Begin Extract provided
Jumbos are loans that exceed the limits for mortgage securitizers Fannie Mae and Freddie Mac , and his opinion is echoed by many other experts.

“Can you get a jumbo mortgage?” Miller asks. “Of course. The question is how much do you have put down. The average is not what it used to be—it’s not 5 percent and a pulse.”

Banks are now requiring at least 25 percent down--and in some cases 30 percent--for large loans, says Brendon DeSimone, a realtor with Paragon Real Estate Group in San Francisco.Occasionally, brokers say, they are asking for 40 percent or more.

“This has really hurt the luxury market because people who used to sell stocks from their employee stock purchase plan or their portfolio no longer can count on that money because of the big hit in the stock market.”

Without a large down payment, loans are difficult to obtain or come with prohibitively high interest rates, which shrinks the pool of potential buyers and reduces demand for homes.

“Plus, the ones who have the cash are going to expect a sharper discount for the cash,” explains Miller

Grabel sees a barbell effect in the market. At the low end there is a lot of money available, thanks to federal stimulus policies and large price declines that have attracted bargain hunters.

There is activity up to the million-dollar mark, because you can buy a home for $950,000 and finance 80 to 85 percent of that with a conforming loan (the cap is $417,000 for most of the country but about $729,000 for expensive markets) and a small home equity loan, if needed.

“It’s a sweet spot,” Grabel says. “You have a [interest] rate around 5 percent and a home that might have been $1.2-$1.3 million a couple of years ago.”
End Extract provided
Begin Items
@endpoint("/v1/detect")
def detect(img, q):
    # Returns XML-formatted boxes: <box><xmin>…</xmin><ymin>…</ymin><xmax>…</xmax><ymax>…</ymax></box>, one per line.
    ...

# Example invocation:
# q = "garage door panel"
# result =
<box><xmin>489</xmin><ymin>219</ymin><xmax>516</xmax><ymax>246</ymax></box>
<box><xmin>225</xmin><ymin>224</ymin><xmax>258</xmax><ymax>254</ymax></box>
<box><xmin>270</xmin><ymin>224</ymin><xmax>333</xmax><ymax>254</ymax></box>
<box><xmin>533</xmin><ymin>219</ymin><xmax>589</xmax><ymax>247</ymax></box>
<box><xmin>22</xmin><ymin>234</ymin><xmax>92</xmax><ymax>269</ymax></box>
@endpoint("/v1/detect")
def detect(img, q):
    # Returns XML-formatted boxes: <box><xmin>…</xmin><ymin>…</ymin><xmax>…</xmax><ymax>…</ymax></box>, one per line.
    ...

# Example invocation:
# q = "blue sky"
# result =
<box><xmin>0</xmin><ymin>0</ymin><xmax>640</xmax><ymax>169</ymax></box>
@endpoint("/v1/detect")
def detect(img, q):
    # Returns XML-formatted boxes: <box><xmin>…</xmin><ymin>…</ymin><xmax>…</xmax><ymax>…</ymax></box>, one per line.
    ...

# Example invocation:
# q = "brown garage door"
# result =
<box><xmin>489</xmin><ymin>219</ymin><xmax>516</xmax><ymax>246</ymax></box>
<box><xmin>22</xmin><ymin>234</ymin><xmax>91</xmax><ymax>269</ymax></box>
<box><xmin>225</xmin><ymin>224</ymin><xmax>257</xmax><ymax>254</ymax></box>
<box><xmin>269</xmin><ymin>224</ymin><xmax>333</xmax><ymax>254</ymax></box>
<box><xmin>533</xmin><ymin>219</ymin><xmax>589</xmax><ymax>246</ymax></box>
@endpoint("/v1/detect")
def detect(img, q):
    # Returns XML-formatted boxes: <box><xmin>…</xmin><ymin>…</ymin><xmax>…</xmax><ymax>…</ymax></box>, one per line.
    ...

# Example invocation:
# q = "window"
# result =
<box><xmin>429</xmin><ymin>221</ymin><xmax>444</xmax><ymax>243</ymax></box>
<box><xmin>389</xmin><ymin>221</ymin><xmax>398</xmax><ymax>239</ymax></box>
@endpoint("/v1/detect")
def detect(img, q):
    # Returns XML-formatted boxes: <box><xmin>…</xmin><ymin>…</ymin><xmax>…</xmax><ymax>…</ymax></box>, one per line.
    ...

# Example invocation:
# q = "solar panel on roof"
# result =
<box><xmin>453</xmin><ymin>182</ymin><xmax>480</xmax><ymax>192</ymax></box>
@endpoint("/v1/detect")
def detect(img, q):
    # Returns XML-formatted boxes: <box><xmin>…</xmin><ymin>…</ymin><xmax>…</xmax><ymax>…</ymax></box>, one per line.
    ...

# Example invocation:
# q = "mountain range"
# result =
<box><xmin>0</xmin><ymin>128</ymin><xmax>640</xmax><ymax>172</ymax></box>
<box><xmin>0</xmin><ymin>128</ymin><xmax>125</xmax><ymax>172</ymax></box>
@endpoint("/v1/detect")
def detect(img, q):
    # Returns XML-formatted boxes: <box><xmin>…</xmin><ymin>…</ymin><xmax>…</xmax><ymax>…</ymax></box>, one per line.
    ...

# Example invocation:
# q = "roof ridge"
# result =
End Items
=== Parts of the exercise ===
• 1. Answer these from the passage on jumbo mortgages, one line each:
(a) What minimum down payment do banks now require for large loans, according to DeSimone?
(b) What is the conforming loan cap for most of the country?
(c) What interest rate does Grabel give for the "sweet spot"?
• 2. Using the passage on jumbo mortgages, explain why the luxury market has been hurt.
• 3. Pick up the passage on jumbo mortgages after its last sentence and continue it.

=== Written responses ===
• 1.
(a) At least 25 percent, and in some cases 30 percent.
(b) $417,000.
(c) Around 5 percent.

• 2. Buyers who once sold stocks from their employee stock purchase plans or portfolios to raise money can no longer rely on those funds, because the stock market took a big hit. Without a large down payment, loans are hard to get or carry very high interest rates. This shrinks the pool of buyers and lowers demand for homes.

• 3.
Meanwhile, at the high end, there are private banks that will lend to very wealthy clients at favorable rates. "We can also get 4 or 5 percent,” he says. “They can put a lien on their jet or other home or things like that.”

The problem is the $1 million to $3 million range, where homebuyers are affluent, but not super-rich.

Though financing is the biggest challenge, other forces appear to be at work. Randel sees a paradigm shift in the way people want to live: “Smaller, more economical, less ostentatious; all bode poorly for luxury housing," he says.

In Lake Tahoe, Calif. one of the country’s premiere resort areas, Shari Chase, president and CEO of Chase International Distinctive Properties, has seen an uptick in buyers over the last 45 days, and has several large deals in the works. But she’s still advising clients to price “ahead of the market.”

“People are really scrutinizing what they’re buying, why they’re buying and what the values are,” she says. “If you have sellers that are even a smidge too optimistic they’re not going to be receiving offers.”